Tantine Cécile avait peur que je m’imagine travailler dans n’importe quel secteur.


— Tu sais, nous sommes tous très enthousiastes à l’idée que la diaspora rentre au Rwanda. Mais malgré tout, cela ne signifie pas que les jeunes issus de la diaspora soient utiles dans n’importe quelle profession, tout simplement parce qu’ils ont évolué en Occident. Pourquoi postulerais-tu pour des postes que tu n’avais même pas envisagé avant d’emménager au Rwanda ?


Elle m'avait presque fait me sentir comme l'une de ces épouses d'expats qui, à leur arrivée, cultivent des épices dans leur jardin, boivent des jus détox à l'eau de coco et se réinventent en tant que coach de pilates – bien qu'elles ne soient pas du tout formées pour cela – parce qu'elles conçoivent une Afrique où tout peut être improvisé. Mais qu’est-ce que j’allais bien pouvoir faire alors ?


— Même si nous ne comprenons pas toujours en quoi consiste ton travail, me dit ma tante Jacqueline en essayant de me rassurer, ce que je sais avec certitude, c’est que tu vas semer la confusion si tu commences à travailler dans la construction. Tu pourrais peut-être commencer par ce pour quoi tu es douée et développer tes compétences sur base de ça. Essaye de voir ce qui est possible de faire avec tes compétences et regarde comment tu peux les adapter pour ce marché. Regarde ce que tu peux faire sans nécessairement changer complètement de voie. Mais surtout n’abandonne pas. Sinon, le jour où une opportunité se présentera dans ton domaine, les gens ne sauront pas s'ils peuvent te recommander ou pas.


J'aurais pourtant juré que mes tantes Cécile et Jacqueline auraient préféré que j'obtienne ce poste plutôt que de tenter l’aventure en tant que photographe et vidéaste à Kigali. Mine de rien, elles venaient de me donner un gros coup de boost pour que je m’établisse et fasse ma place dans ce milieu. J'avais en face de moi des gourous du développement personnel. Elles m'ont fait comprendre que la chance peut être provoquée et que les opportunités peuvent être créées. Ce que je devais faire désormais, c'était cultiver une image qui me permettrait d'optimiser ma recherche d'emploi. Pour que les gens qui me connaissaient – ne serait-ce même qu’un peu – disent à leurs cercles d’amis : « Ce que je sais sur Cynthia, c'est qu'elle créé du contenu. » Ou : « Si vous comptez faire une campagne de contenu à relayer sur les réseaux, Cynthia est la personne à qui parler ! »

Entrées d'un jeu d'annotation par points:
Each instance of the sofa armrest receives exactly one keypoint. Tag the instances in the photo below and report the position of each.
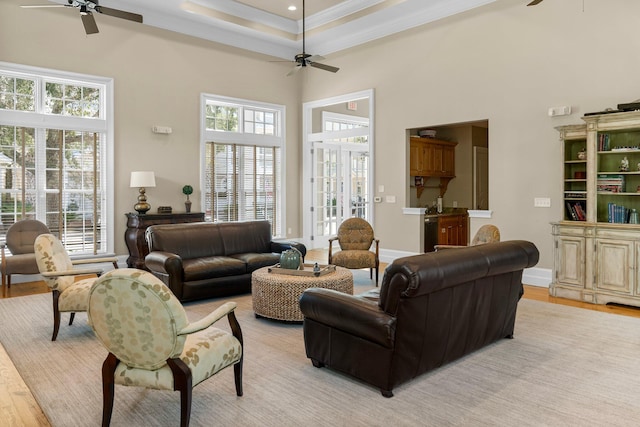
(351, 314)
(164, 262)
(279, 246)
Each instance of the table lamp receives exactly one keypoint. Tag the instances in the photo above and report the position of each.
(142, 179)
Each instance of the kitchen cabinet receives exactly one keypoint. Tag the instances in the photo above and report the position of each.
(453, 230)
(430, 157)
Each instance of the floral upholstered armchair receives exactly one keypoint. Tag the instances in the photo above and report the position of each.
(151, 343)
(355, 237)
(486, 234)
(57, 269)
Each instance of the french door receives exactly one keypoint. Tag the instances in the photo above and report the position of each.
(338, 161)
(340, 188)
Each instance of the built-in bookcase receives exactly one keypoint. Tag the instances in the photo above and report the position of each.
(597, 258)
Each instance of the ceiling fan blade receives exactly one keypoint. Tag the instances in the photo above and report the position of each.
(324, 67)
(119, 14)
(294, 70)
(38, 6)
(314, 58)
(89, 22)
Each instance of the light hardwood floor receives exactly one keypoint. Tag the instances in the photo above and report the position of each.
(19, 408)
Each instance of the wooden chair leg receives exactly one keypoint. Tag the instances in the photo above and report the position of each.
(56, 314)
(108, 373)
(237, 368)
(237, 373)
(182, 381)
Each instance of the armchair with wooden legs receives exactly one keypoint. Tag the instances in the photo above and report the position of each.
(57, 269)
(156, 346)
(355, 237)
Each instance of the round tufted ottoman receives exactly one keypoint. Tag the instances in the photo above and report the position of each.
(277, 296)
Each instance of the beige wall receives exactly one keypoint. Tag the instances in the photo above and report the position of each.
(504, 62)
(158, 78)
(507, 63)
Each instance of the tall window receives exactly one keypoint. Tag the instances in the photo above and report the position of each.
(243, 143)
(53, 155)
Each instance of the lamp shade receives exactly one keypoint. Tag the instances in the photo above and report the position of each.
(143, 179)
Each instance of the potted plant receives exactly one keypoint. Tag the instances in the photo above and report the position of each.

◆ Consignes:
1. Réponds aux questions suivantes à partir du texte.
(a) Quelle tante craint que la narratrice s'imagine travailler dans n'importe quel secteur ?
(b) Dans quel secteur, selon tante Jacqueline, la narratrice sèmerait-elle la confusion ?
(c) Dans quelle ville la narratrice envisage-t-elle de se lancer comme photographe et vidéaste ?
2. Reproduis sans rien changer le passage du texte qui va de « Elle m'avait presque » jusqu'à « faire alors ? ».

◆ Réponses:
1.
(a) Tantine Cécile.
(b) Dans la construction.
(c) À Kigali.

2.
Elle m'avait presque fait me sentir comme l'une de ces épouses d'expats qui, à leur arrivée, cultivent des épices dans leur jardin, boivent des jus détox à l'eau de coco et se réinventent en tant que coach de pilates – bien qu'elles ne soient pas du tout formées pour cela – parce qu'elles conçoivent une Afrique où tout peut être improvisé. Mais qu’est-ce que j’allais bien pouvoir faire alors ?